Problems to work on:
[1] Edit the abstract on therapeutic hypothermia, starting at "Therapeutic hypothermia has" and ending at "of homologous (>70%)", so that "mammalian" is replaced with "animal".
[2] According to the abstract on therapeutic hypothermia, what temperature was used for deep hypothermia?

Therapeutic hypothermia has emerged as an effective neuroprotective
therapy for
cardiac arrest survivors. There are a number of purported mechanisms for
therapeutic hypothermia, but the exact mechanism still remains to be elucidated. Although
hypothermia generally down-regulates
protein synthesis and metabolism in mammalian cells, a small subset of homologous (>70%)
cold-shock proteins (RNA-binding motif
protein 3, RBM3 and cold-inducible
RNA-binding protein, CIRP) are induced under these conditions. In addition, RBM3 up-regulation in neuronal cells has recently been implicated in
hypothermia-induced neuroprotection. Therefore, we compared the effects of moderate (33.5°C) and deep (17°C)
hypothermia with normothermia (37°C) on the regulation of RBM3 and CIRP expressions in murine organotypic hippocampal slice cultures (OHSC), hippocampal neuronal cells (HT-22), and microglia cells (BV-2). Moderate
hypothermia resulted in significant up-regulation of both RBM3 and CIRP
mRNA in murine OHSC, but deep hyporthermia did not. RBM3
protein regulation was also significantly up-regulated by 33.5°C, but no significant up-regulation of CIRP
protein was observed in the OHSC. Additionally, OHSC exposed to 17°C for 24h were positive for
Propidium Iodide (PI) immunostaining, indicating the onset of cell death. Similarly, RBM3 gene expression in a HT-22 neuronal cells mono-culture and direct co-culture of HT-22 neuronal cells with BV-2 microglia cells were also up-regulated at 33.5°C but only in the co-culture at 17°C. No significant up-regulation of RBM3 nor CIRP gene expression were observed in a BV-2 mono-culture at either temperature. We observed that RBM3
mRNA and
protein expressions in murine OHSC, as well as in mono-culture of HT-22 neuronal cells and direct co-culture of HT-22 neuronal cells with BV-2 microglia cells were significantly up-regulated by exposure to moderate
hypothermia. These findings further support the implication of RBM3 as a potential effector for
hypothermia-induced neuroprotection.

Records from a dataset

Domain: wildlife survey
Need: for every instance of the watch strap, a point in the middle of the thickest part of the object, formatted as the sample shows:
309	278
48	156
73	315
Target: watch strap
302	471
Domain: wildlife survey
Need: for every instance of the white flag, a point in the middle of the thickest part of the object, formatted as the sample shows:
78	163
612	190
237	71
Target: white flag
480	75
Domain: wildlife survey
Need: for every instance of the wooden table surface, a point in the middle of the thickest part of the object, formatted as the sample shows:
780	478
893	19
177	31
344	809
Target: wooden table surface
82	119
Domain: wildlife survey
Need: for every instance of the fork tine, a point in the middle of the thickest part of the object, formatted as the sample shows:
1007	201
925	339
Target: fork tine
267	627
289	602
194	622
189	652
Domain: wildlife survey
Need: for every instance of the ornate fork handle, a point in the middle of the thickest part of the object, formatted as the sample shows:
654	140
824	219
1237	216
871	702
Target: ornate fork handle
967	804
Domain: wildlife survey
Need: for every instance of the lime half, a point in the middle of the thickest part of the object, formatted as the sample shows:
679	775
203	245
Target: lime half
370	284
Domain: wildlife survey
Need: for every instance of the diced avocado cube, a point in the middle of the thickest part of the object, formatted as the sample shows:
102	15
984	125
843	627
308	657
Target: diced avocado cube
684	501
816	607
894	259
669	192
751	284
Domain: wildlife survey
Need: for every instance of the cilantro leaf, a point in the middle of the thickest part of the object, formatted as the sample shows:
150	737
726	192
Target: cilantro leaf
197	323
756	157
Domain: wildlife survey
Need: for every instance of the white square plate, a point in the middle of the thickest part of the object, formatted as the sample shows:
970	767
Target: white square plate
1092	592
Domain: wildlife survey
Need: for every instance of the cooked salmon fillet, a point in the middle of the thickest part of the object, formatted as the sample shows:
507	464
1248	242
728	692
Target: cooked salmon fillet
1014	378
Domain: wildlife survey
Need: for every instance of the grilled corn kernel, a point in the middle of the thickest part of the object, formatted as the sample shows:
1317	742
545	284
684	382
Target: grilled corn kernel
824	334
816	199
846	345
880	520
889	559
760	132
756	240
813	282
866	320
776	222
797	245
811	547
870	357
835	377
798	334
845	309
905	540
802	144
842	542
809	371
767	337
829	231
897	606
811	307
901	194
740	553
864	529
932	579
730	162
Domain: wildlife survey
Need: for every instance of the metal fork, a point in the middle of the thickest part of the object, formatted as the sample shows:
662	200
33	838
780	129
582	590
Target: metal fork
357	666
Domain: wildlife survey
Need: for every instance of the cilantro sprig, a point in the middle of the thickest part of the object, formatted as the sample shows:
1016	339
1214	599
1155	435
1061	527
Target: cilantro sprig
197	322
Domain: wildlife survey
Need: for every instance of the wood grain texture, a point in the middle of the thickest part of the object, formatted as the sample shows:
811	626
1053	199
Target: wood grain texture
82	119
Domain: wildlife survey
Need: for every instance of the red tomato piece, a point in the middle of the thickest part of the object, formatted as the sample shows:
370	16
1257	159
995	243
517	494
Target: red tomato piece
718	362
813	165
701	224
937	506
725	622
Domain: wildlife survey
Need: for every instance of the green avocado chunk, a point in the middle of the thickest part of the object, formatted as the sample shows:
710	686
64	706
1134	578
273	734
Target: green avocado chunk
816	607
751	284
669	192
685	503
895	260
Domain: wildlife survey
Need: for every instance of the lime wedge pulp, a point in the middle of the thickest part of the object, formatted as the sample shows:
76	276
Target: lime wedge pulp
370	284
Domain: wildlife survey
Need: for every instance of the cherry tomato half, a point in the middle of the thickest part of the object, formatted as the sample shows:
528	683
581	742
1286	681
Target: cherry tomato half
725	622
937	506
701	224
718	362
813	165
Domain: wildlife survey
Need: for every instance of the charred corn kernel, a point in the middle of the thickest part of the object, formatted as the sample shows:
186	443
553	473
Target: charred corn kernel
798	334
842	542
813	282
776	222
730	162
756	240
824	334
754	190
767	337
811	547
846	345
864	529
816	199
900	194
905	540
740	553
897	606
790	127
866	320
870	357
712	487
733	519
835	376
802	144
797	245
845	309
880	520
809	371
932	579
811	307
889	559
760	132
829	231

Responses:
[1]
Therapeutic hypothermia has emerged as an effective neuroprotective
therapy for
cardiac arrest survivors. There are a number of purported mechanisms for
therapeutic hypothermia, but the exact mechanism still remains to be elucidated. Although
hypothermia generally down-regulates
protein synthesis and metabolism in animal cells, a small subset of homologous (>70%)

[2] 17°C